*WHAT TO DO*:
Reproduce every item below word for word, keeping each line unchanged.

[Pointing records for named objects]
####

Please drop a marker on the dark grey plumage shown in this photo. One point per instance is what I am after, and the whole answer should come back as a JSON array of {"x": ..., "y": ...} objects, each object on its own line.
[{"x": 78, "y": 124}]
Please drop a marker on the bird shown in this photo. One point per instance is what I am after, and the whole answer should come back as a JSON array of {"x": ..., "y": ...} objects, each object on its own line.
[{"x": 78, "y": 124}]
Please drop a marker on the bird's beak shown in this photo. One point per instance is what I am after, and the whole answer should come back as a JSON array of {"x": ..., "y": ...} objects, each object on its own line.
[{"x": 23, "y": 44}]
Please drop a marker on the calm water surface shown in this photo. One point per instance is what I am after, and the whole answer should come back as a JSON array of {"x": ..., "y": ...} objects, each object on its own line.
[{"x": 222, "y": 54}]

####

*WRITTEN SOLUTION*:
Please drop a marker on the dark grey plumage shown in this photo. One point per instance is what I am after, and the whole answer should come back as a JSON array of {"x": ..., "y": ...} objects, each object on its own line.
[{"x": 78, "y": 124}]
Please drop a marker on the bird shown in this photo. One point per instance is what I am after, and the whole answer should come back as a JSON array of {"x": ..., "y": ...} objects, each object on its own line.
[{"x": 78, "y": 124}]
Please drop a marker on the bird's beak shown in this photo. One point per instance is what I am after, and the whole answer should come back as a JSON array of {"x": ..., "y": ...} objects, each object on its own line.
[{"x": 23, "y": 44}]
Please drop a marker on the calm water surface shown in this photo. One point per instance is what I am after, and the whole answer should come back as a JSON array of {"x": ..., "y": ...} objects, each object on its own line.
[{"x": 222, "y": 54}]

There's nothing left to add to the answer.